[Object pointing dataset rows]

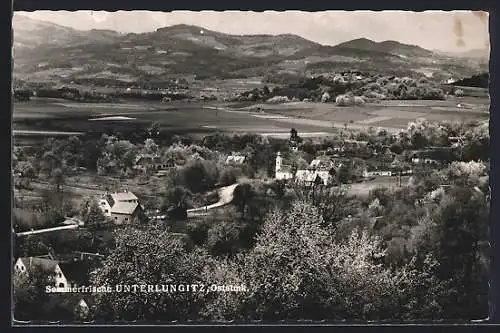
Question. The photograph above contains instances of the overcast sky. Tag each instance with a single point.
(435, 30)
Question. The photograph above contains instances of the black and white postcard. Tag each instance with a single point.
(234, 166)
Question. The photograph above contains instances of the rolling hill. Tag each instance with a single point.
(48, 52)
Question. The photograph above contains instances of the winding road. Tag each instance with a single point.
(226, 195)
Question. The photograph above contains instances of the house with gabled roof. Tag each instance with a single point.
(283, 171)
(121, 207)
(313, 177)
(151, 162)
(235, 159)
(27, 265)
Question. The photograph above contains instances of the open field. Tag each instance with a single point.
(313, 119)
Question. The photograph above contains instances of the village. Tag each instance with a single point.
(338, 165)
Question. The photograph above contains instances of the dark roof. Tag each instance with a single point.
(76, 271)
(46, 265)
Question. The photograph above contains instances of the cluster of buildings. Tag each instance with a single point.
(317, 173)
(121, 207)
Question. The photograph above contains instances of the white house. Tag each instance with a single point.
(311, 177)
(49, 266)
(235, 159)
(373, 173)
(282, 171)
(122, 207)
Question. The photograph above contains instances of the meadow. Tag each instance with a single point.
(31, 119)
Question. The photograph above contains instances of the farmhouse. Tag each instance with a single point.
(122, 208)
(282, 171)
(65, 275)
(148, 162)
(312, 177)
(235, 159)
(367, 173)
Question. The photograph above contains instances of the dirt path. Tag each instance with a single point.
(226, 195)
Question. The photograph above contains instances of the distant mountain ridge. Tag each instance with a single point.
(186, 49)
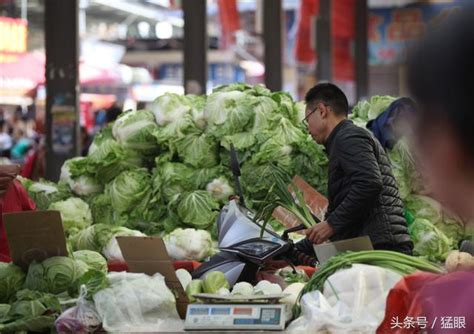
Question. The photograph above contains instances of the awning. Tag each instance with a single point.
(20, 78)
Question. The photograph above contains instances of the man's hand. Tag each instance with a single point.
(320, 233)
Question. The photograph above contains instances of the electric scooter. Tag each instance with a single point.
(244, 249)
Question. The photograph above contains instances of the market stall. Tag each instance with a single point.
(166, 172)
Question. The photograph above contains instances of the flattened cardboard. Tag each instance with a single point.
(148, 255)
(316, 202)
(34, 236)
(327, 250)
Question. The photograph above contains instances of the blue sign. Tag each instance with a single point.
(218, 73)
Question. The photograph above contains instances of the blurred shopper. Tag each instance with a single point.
(85, 141)
(6, 141)
(21, 147)
(13, 198)
(388, 126)
(35, 161)
(440, 78)
(363, 195)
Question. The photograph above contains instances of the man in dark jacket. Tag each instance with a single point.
(362, 191)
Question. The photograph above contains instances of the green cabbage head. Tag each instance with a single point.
(11, 281)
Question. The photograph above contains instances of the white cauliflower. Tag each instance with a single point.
(188, 244)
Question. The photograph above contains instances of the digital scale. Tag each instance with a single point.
(234, 313)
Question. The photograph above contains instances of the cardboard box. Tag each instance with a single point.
(329, 249)
(34, 236)
(148, 255)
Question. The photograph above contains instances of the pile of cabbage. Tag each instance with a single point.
(31, 300)
(167, 168)
(434, 231)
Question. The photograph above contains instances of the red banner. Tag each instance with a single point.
(230, 21)
(343, 32)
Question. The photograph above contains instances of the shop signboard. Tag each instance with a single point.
(63, 126)
(392, 30)
(218, 73)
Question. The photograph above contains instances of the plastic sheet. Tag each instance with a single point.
(353, 301)
(137, 303)
(82, 318)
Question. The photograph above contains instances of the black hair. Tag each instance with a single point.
(331, 95)
(441, 75)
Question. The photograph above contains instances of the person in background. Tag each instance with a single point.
(13, 198)
(388, 126)
(112, 113)
(362, 191)
(440, 78)
(85, 141)
(6, 141)
(21, 147)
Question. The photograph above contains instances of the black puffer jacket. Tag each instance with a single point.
(362, 191)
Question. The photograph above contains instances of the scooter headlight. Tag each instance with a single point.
(257, 248)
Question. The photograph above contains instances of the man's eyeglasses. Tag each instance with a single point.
(305, 120)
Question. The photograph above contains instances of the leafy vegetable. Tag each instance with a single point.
(184, 277)
(75, 213)
(459, 261)
(267, 288)
(188, 244)
(228, 112)
(93, 259)
(220, 189)
(398, 262)
(194, 287)
(129, 190)
(43, 193)
(54, 275)
(429, 241)
(284, 198)
(198, 209)
(199, 151)
(170, 108)
(111, 250)
(32, 311)
(291, 275)
(242, 289)
(11, 281)
(214, 281)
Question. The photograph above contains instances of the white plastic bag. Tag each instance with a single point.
(353, 301)
(82, 318)
(137, 303)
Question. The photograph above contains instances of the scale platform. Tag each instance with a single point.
(235, 313)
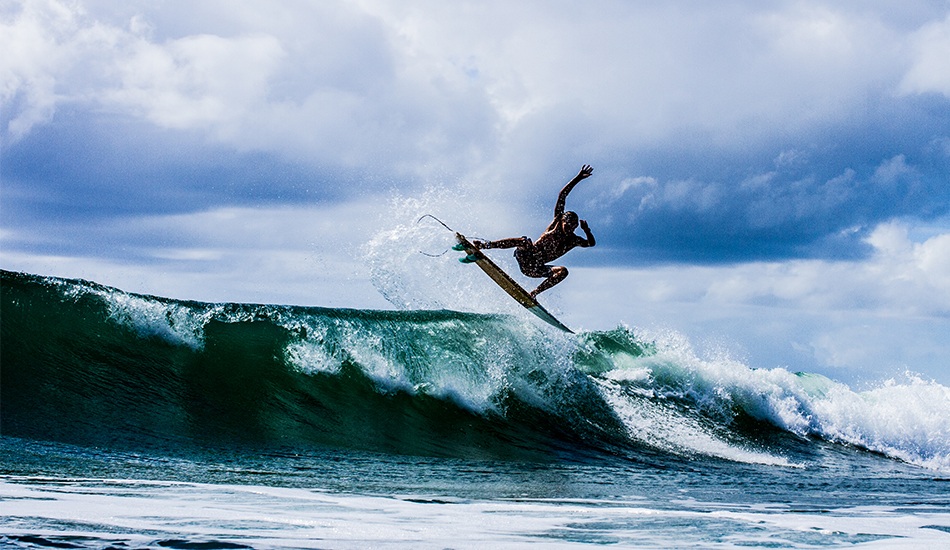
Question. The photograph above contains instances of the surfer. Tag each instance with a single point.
(557, 240)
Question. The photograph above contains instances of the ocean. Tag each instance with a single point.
(133, 421)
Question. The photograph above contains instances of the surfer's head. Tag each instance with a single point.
(569, 221)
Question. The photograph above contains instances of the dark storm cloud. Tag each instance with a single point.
(819, 199)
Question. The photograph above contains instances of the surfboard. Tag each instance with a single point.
(507, 284)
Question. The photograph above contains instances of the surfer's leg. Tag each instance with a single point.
(558, 274)
(513, 242)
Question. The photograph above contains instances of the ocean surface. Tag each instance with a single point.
(133, 421)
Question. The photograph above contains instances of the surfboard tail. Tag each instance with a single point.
(505, 281)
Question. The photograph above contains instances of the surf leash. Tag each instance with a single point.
(467, 259)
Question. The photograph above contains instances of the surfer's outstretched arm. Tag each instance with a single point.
(585, 173)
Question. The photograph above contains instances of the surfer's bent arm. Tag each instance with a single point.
(589, 242)
(585, 172)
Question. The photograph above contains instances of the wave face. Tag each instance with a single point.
(93, 365)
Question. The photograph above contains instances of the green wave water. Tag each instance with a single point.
(93, 365)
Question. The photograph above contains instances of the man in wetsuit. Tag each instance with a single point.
(557, 240)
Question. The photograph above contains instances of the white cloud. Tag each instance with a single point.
(446, 83)
(198, 81)
(930, 48)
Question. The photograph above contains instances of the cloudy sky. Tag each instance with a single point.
(771, 178)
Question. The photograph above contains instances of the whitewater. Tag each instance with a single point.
(141, 421)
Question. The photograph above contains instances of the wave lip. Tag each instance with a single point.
(92, 364)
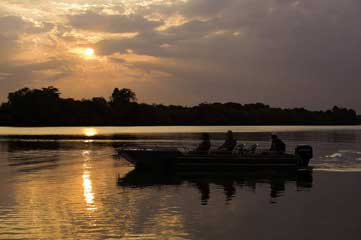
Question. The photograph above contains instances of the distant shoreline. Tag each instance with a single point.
(44, 107)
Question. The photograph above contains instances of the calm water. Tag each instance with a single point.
(61, 183)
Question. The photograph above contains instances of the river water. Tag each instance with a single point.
(62, 183)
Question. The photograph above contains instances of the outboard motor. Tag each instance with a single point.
(305, 154)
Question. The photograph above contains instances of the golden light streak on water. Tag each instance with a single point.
(90, 132)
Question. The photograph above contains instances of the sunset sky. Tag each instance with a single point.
(286, 53)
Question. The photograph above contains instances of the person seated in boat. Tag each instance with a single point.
(204, 146)
(229, 144)
(277, 146)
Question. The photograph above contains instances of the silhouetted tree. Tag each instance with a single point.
(40, 107)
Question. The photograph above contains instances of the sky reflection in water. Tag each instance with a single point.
(68, 189)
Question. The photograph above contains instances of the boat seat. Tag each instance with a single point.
(250, 149)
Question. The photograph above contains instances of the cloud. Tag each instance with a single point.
(281, 52)
(112, 23)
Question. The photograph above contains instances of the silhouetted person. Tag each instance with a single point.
(204, 146)
(277, 145)
(229, 144)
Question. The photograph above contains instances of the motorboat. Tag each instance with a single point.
(171, 158)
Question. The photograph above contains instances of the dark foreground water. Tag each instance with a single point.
(61, 183)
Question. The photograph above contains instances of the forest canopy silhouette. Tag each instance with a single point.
(45, 107)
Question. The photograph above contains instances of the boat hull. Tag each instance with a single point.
(174, 160)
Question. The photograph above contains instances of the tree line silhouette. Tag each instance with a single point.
(45, 107)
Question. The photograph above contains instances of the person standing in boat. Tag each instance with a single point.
(277, 146)
(204, 146)
(229, 144)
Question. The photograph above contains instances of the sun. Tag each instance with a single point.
(89, 52)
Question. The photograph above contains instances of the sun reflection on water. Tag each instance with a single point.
(87, 183)
(88, 190)
(90, 132)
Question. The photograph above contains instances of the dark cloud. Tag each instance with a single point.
(112, 23)
(282, 52)
(288, 53)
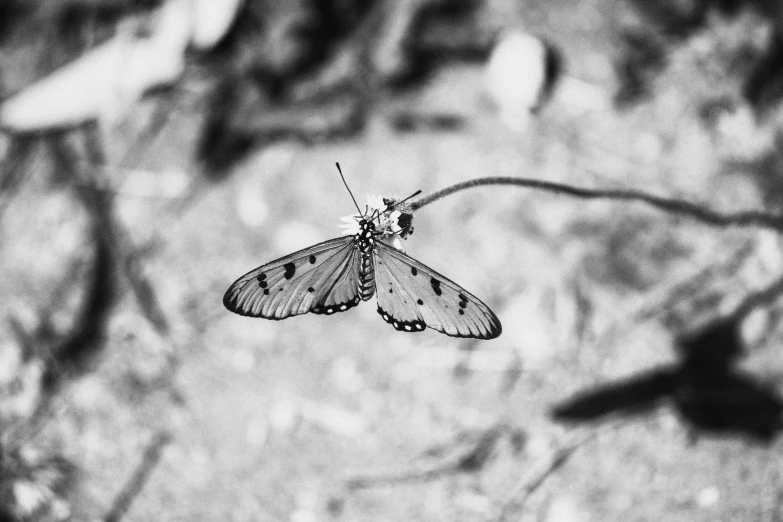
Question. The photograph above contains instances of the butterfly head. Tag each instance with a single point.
(387, 219)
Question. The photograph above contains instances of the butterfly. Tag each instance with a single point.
(338, 274)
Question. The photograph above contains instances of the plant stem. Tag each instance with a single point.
(740, 219)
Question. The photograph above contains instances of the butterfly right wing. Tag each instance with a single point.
(412, 295)
(322, 279)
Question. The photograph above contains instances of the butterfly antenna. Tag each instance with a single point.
(406, 199)
(346, 186)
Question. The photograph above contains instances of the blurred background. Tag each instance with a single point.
(153, 151)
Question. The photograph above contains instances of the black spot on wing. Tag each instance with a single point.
(290, 270)
(338, 307)
(403, 326)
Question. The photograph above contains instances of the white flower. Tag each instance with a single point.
(386, 220)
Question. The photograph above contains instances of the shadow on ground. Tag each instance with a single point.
(705, 388)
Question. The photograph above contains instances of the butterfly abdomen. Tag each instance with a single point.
(365, 242)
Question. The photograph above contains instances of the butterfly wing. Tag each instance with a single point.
(323, 278)
(411, 296)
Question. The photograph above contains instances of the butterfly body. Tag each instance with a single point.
(338, 274)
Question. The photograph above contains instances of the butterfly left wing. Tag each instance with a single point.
(322, 279)
(411, 296)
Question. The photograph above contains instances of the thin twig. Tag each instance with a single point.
(135, 484)
(750, 218)
(469, 457)
(529, 485)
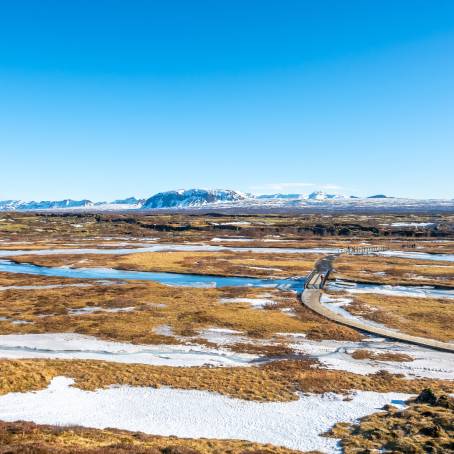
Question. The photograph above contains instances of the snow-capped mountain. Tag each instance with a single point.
(228, 199)
(191, 198)
(6, 205)
(316, 195)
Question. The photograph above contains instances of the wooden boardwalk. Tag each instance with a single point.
(310, 297)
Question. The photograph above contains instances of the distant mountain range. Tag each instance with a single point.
(219, 198)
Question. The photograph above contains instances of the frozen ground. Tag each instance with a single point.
(338, 305)
(168, 247)
(336, 355)
(76, 346)
(392, 290)
(195, 414)
(254, 302)
(332, 354)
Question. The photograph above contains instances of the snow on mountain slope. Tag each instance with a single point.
(228, 199)
(191, 198)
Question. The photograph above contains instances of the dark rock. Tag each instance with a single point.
(427, 396)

» DIRECTIONS FOR THIS TASK
Make an exact copy of the lines of the records from the line containing "Question. The photograph above contains instances of the thin" through the final line, both ends included, but not of the pictures.

» SOLVED EXERCISE
Question. The photograph above contains instances of the thin twig. Tag each instance with a single point.
(135, 484)
(750, 218)
(469, 457)
(529, 485)
Question. The photograph above contains instances of the snow-capped mountain. Tag each instance with a single point.
(228, 199)
(191, 198)
(6, 205)
(316, 195)
Question. The photograph above contains instances of the wooden boardwalk. Tag each instance with a single point.
(310, 297)
Question. The photograph above contains instances of the distant mountain range. Tag each instance with a single point.
(219, 198)
Question. The photograph above contains instances of the frozen ground. Tag each instance with a single point.
(338, 305)
(168, 247)
(336, 355)
(76, 346)
(392, 290)
(195, 414)
(254, 302)
(332, 354)
Question. The photograph above contains instances of the snow on mountain slope. Tag each instance with a single point.
(228, 199)
(191, 198)
Question. The photograph above contains instances of the dark rock. Tag each instance with a single point.
(427, 396)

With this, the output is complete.